--- DATA TO PROCESS Enclosed Below ---
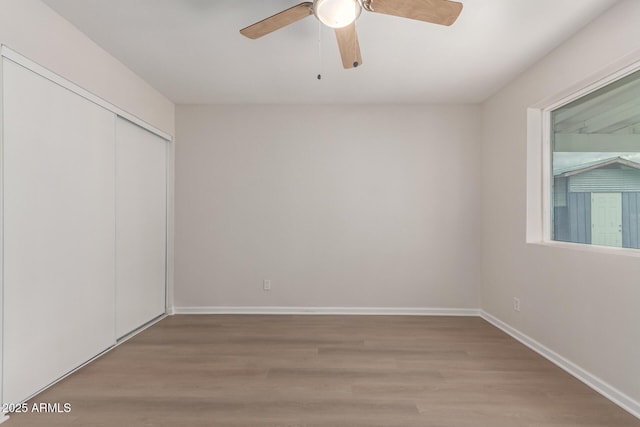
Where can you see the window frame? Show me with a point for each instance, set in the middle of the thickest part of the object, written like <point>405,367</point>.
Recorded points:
--- End of Enclosed DATA TO PROCESS ---
--- DATA TO PROCESS Enclosed Below ---
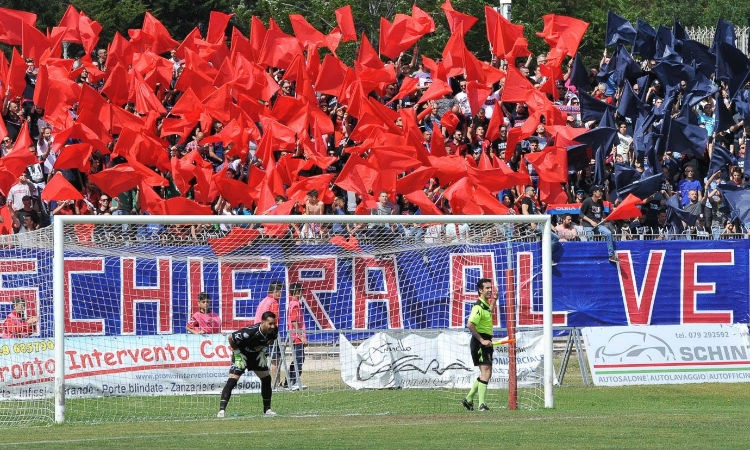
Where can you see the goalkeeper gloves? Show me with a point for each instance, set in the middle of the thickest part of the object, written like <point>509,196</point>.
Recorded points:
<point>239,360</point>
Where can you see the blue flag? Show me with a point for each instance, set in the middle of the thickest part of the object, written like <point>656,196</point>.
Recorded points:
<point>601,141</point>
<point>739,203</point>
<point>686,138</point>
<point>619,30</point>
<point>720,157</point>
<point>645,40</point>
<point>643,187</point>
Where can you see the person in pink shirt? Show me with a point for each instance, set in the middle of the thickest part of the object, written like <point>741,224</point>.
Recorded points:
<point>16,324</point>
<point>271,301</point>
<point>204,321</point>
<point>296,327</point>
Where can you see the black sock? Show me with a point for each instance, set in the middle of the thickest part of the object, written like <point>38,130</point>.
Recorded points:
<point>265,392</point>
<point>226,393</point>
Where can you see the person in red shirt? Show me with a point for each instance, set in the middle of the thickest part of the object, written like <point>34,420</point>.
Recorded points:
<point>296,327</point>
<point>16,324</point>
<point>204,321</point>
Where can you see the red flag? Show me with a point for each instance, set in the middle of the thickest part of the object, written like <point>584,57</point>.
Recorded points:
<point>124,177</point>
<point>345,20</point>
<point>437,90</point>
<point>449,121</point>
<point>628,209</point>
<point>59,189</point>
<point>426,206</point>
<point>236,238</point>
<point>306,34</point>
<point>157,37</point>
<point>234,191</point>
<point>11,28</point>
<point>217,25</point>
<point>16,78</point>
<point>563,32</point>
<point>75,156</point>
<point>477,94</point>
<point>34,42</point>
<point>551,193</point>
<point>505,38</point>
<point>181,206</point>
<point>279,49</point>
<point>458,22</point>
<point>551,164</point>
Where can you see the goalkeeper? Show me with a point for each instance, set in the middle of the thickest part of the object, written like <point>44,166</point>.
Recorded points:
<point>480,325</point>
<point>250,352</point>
--- End of Enclosed DATA TO PROCESS ---
## TASK GOAL
Search the records above for the string "person" and copy each line that holds it.

## FINISHED EXERCISE
Where can you see the person in pink shirt? Show me with a point for each instance, set in the middle of the thickest part of the object, written like <point>741,224</point>.
Where can you see the person in red shirt? Show me with a point for each instance, set in the middle of the thickest part of the object, written like <point>34,420</point>.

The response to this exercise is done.